Go through the data below and return each line containing the word "item".

Listed records –

§

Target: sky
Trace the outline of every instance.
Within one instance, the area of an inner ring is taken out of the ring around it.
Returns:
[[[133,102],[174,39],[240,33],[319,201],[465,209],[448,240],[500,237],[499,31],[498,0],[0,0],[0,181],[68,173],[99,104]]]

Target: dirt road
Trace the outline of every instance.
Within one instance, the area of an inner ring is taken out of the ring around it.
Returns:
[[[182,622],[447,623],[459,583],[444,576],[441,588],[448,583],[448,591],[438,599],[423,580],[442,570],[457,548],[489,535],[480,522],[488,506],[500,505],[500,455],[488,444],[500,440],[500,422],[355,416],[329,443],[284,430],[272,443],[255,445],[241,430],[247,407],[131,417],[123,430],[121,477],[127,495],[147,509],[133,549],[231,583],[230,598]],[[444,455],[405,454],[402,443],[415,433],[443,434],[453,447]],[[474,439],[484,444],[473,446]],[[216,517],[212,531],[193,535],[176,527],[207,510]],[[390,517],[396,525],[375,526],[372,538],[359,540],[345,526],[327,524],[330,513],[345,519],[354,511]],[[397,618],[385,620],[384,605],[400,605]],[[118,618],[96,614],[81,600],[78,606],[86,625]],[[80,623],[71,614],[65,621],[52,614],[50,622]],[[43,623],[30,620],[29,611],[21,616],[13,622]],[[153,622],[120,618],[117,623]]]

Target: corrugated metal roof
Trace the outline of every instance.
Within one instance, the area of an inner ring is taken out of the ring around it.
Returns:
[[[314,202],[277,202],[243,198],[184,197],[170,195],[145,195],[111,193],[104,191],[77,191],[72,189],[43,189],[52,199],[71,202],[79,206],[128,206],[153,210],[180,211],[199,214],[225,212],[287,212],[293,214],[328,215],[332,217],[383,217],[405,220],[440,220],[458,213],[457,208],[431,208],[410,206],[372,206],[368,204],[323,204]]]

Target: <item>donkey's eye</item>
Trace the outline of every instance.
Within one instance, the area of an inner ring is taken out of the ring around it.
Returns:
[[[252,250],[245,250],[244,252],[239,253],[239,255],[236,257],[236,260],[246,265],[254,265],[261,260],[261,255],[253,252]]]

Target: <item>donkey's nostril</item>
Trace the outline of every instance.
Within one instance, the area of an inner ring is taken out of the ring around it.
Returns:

§

Output –
Target: <item>donkey's eye</item>
Target: <item>donkey's nostril</item>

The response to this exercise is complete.